Provided text:
= = = = = = =
Arkansas court ruling prevents counting medical liability votes
Progress on liability reform in Arkansas hit a snag this fall, as a court ruling ahead of November elections hurt efforts for reforms to move forward.
Medical liability reforms championed by Arkansas for Jobs and Justice, including limits on attorneys fees and reasonable caps on non-economic damages, were slated to appear on the November ballot as Issue 1. Initial circuit court challenges to the legitimacy of the ballot question due to the state’s single-subject test were appealed, but ultimately upheld by the state Supreme Court.
Although the question still appeared on the ballot, the vote totals were not counted.
While vote counts for some counties were released under a Freedom of Information Act request, Carl Vogelphol, campaign manager for Issue 1 proponent Arkansans for Jobs and Justice, said it was hard to know if the issue would have passed or not, but that “we were seeing internal data when the electorate was educated they would’ve voted for it.”
To read more about the setback for Arkansas access to care, click here.
Kentucky courts remove checks on liability lawsuit merits
Legislation passed in 2017 that put in place a plan to ensure the merits of a medical liability lawsuit was overturned earlier this month, leading to concerns that medical lawsuit abuse could increase.
Striking down a law that mandated medical review panels issue opinions on the merits of a medical liability complaint before a lawsuit was filed, the Kentucky Supreme Court ruled that it delayed citizens’ access to courts.
Supporters of the law recognized the difficulties that lay ahead in creating a friendly liability climate that attracts top physicians and keeps health care affordable. The Kentucky Medical Association highlighted that Kentucky “now remains one of the few states in the country with no meaningful tort reform, including medical liability reform, making our system more susceptible to higher costs and frivolous lawsuits.”
Click here to read more about the ruling against medical review panels that could lead to an increase in meritless lawsuits across Kentucky.
Cardiologists see increase in liability lawsuits
A new study following medical liability claims over the past decade has highlighted an increase in lawsuits against cardiologists, putting pressure on physicians to practice defensive medicine.
= = = = = = =
Dataset records:
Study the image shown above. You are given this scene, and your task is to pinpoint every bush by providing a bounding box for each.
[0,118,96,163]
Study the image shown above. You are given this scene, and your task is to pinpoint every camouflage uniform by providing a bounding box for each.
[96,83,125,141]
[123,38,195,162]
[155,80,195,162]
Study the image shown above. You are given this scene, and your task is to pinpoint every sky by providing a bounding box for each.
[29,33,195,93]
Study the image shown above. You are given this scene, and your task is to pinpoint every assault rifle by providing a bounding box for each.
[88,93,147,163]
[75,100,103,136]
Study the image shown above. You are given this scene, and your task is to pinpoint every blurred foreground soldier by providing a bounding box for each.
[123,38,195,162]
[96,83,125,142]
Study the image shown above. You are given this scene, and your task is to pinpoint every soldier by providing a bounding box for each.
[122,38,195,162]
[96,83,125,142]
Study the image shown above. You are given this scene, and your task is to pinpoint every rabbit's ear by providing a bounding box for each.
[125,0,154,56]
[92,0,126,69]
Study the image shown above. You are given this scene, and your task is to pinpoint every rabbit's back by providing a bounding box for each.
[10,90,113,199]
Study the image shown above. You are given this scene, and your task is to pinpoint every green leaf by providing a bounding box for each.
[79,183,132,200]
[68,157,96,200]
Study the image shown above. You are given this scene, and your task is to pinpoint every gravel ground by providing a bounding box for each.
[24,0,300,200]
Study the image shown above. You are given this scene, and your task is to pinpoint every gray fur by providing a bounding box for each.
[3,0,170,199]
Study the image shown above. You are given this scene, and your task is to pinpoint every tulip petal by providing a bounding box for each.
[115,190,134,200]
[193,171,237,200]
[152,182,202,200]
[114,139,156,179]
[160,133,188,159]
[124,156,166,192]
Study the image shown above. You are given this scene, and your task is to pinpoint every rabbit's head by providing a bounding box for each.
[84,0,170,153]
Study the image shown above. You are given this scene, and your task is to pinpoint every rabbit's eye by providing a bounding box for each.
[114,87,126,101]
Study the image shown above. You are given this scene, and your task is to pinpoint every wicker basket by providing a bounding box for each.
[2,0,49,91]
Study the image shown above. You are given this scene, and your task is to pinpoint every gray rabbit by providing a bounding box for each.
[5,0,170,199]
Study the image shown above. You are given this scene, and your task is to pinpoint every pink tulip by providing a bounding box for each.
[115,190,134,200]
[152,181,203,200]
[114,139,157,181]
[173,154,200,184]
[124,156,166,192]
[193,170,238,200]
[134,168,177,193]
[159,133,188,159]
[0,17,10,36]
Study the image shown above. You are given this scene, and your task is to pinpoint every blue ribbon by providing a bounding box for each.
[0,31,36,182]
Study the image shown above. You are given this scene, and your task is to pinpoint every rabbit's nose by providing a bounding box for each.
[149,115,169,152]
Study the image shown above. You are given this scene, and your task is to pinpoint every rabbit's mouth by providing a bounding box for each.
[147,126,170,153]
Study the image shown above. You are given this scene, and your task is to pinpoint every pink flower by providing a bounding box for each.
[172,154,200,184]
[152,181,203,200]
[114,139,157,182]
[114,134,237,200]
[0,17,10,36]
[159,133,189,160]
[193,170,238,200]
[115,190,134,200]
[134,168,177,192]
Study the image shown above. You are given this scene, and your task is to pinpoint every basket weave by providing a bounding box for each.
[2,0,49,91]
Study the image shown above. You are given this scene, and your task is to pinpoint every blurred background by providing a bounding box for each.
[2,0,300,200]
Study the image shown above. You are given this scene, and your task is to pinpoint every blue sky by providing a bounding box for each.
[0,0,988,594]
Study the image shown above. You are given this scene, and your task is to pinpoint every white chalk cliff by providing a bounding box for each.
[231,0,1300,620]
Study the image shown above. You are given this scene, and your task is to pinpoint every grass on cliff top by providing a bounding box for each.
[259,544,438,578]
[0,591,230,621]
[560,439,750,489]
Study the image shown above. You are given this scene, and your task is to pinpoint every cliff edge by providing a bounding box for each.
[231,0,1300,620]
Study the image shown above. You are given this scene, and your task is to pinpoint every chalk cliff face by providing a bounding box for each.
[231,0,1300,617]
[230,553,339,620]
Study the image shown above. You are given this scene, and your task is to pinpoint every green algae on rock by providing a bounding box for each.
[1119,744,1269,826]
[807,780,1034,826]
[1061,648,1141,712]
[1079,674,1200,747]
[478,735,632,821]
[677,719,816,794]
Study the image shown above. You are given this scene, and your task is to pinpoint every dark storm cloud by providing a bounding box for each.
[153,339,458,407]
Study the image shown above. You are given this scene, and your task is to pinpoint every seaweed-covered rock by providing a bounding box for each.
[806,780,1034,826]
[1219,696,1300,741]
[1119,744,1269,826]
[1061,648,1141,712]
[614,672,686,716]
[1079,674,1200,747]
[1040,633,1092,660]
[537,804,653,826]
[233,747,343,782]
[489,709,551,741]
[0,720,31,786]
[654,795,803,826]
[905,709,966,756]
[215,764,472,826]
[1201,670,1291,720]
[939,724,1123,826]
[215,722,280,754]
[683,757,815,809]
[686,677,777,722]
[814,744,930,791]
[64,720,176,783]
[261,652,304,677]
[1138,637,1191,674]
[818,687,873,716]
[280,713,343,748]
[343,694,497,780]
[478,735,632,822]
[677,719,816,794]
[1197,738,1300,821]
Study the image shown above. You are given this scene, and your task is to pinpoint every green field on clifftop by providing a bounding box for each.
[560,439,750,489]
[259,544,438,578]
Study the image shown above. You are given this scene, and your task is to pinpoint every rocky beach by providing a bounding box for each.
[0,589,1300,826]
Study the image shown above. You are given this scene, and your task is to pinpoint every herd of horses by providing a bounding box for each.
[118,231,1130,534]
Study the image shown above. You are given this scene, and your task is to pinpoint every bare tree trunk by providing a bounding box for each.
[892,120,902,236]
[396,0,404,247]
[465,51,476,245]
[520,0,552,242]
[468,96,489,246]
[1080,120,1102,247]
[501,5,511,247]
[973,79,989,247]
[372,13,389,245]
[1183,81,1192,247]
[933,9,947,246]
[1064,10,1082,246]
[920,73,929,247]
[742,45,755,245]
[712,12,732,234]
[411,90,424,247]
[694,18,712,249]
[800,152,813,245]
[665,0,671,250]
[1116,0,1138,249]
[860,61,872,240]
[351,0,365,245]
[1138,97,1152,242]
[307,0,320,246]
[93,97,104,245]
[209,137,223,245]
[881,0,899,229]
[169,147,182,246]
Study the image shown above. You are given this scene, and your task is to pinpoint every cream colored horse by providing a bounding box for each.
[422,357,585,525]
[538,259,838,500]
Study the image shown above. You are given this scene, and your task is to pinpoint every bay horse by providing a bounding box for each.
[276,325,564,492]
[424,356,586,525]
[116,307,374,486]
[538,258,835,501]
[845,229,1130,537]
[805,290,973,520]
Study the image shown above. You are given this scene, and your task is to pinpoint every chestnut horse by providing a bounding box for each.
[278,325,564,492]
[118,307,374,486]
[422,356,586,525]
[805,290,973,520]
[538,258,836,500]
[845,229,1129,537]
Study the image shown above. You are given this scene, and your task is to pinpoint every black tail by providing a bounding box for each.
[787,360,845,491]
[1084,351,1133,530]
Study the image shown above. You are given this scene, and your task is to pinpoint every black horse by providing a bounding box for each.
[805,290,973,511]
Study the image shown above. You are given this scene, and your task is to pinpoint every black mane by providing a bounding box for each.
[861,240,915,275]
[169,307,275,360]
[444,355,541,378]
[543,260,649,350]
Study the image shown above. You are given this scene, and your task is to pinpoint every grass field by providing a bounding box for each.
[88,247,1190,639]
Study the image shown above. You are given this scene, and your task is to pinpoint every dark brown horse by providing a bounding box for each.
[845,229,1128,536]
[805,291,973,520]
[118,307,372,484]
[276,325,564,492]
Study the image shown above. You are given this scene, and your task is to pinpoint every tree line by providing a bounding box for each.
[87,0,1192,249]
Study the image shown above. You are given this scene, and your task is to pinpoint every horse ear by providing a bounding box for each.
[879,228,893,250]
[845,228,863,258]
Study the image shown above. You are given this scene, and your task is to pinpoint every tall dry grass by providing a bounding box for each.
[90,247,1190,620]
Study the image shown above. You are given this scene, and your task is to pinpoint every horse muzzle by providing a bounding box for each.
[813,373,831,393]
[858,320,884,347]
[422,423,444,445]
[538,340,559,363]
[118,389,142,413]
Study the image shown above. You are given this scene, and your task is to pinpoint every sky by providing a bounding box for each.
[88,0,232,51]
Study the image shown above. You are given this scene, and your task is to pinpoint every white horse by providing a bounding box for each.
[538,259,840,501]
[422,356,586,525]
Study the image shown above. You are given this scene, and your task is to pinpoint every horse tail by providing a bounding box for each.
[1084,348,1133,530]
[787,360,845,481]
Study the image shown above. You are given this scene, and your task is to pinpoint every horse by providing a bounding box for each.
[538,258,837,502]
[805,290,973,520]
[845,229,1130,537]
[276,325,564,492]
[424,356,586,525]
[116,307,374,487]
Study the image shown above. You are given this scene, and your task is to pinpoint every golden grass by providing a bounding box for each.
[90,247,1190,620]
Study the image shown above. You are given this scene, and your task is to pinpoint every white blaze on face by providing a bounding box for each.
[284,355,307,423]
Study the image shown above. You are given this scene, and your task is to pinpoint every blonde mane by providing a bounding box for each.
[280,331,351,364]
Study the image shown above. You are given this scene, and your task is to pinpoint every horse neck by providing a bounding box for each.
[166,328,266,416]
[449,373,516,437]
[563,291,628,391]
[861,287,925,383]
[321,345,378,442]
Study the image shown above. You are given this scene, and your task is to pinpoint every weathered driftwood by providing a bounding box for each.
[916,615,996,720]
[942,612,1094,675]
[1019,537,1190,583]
= = = = = = =
What is being asked: Please list every headline that opens a section of the medical liability news text.

Answer space:
- Arkansas court ruling prevents counting medical liability votes
- Kentucky courts remove checks on liability lawsuit merits
- Cardiologists see increase in liability lawsuits